Seitentext -
━━━━━━━━━━━━━━━━
Aktualisieren

Jens Herrmann, Andreas Paeslack, Wolfram Höhne
 

Erinnerung ist eine wichtige Ressource des Bewusstseins, aus der wir unser aktives Handeln in der Gegenwart entwickeln. Unsere Rückschau in die Vergangenheit ist dabei getrübt durch den Verlust der unmittelbaren Erfahrung. Uns verbleibt allein die Möglichkeit der Rekonstruktion, um zumindest ein Abbild der Vergangenheit in unserer Gegenwart zu erzeugen.
In den Monumenten manifestiert sich der kollektive Versuch, eine für unsere Gegenwart relevante Vergangenheit zu verbildlichen. Fragmentarisch versuchen diese, historische Ideen und Ereignisse in aufwendigen Formen zu materialisieren. Die Resultate sind in der Regel Erinnerungsamputate einer vergangenen Unmittelbarkeit, die allenfalls den Formen eines ritualisierten Gedenkens genügen. Monumente vermitteln die Vergangenheit. Sie erweitern unser Wissen, schaffen jedoch kein Bewusstsein für die Brauchbarkeit historischer Ideen.
Wir verinnerlichen Geschichte erst, sobald wir historische Ideen in unserer Gegenwart wieder erkennen. Damit ist nicht die Kenntnisnahme vermittelter Vergangenheit gemeint, sondern ein Vergleich zwischen dem ideellen Erbe der Vergangenheit und der aktuellen Situation. Sobald eine zeitüberschreitende Parallelität des Geschehens erkannt wird, besitzt die Vergangenheit Aktualität. Wenn wir nach dieser Erkenntnis in unserer Gegenwart handeln, aktualisieren wir die Vergangenheit. Aktualisierungen sind tatsächliche Denkmäler.
━━━━━━━━━━━━━━━━
Ziele -
1. Warum bleibt uns laut dem Text „Aktualisieren“ nur die Rekonstruktion der Vergangenheit?
2. Beantworte zum Text „Aktualisieren“ folgende Fragen:
(a) Wie bezeichnet der Text die Resultate der Monumente in der Regel?
(b) Wann besitzt die Vergangenheit Aktualität?
(c) Was sind tatsächliche Denkmäler?
3. Welche Personen nennt der Text „Aktualisieren“ namentlich?

Gespeicherte Einträge:
━━━━━━━━━━━━━━━━
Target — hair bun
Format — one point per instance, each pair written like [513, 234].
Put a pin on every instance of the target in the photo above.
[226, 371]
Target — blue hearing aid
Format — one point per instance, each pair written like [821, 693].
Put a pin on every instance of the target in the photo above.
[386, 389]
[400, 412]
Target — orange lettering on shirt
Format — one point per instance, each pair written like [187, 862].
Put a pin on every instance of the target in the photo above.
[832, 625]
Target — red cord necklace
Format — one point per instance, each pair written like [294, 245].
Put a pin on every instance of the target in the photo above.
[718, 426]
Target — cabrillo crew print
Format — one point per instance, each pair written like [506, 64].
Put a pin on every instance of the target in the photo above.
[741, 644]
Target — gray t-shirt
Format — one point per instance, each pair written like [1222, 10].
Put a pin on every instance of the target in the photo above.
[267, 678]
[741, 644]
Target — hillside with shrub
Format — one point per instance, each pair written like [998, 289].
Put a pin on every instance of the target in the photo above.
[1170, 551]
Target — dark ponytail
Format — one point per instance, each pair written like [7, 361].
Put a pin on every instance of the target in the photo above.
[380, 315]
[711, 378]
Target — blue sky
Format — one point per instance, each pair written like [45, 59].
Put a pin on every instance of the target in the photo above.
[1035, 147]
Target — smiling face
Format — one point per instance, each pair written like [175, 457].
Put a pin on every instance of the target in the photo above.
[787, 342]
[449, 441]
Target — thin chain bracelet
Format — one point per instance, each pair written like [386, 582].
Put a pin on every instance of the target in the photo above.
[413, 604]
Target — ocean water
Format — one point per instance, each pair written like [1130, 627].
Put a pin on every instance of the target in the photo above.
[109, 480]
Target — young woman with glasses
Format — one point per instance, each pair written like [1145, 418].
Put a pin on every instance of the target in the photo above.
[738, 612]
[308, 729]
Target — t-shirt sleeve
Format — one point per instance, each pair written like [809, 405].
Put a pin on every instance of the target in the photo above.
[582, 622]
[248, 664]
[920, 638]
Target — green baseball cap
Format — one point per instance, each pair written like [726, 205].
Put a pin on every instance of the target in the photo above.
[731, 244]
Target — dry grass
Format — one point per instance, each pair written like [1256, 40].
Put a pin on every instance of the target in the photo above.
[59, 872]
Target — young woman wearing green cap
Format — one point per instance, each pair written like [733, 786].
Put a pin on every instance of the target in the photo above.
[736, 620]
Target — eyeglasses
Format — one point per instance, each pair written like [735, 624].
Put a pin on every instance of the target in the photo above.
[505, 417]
━━━━━━━━━━━━━━━━
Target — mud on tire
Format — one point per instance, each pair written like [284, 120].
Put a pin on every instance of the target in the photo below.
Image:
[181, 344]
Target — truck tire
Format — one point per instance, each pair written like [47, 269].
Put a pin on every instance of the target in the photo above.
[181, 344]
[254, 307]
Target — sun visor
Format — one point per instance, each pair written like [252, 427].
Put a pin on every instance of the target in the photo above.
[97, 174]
━━━━━━━━━━━━━━━━
Lösungen im Einzelnen -
1. Unsere Rückschau in die Vergangenheit ist durch den Verlust der unmittelbaren Erfahrung getrübt. Deshalb bleibt allein die Rekonstruktion, um zumindest ein Abbild der Vergangenheit in unserer Gegenwart zu erzeugen.

2.
(a) Als Erinnerungsamputate einer vergangenen Unmittelbarkeit.
(b) Sobald eine zeitüberschreitende Parallelität des Geschehens erkannt wird.
(c) Aktualisierungen.

3. Jens Herrmann, Andreas Paeslack, Wolfram Höhne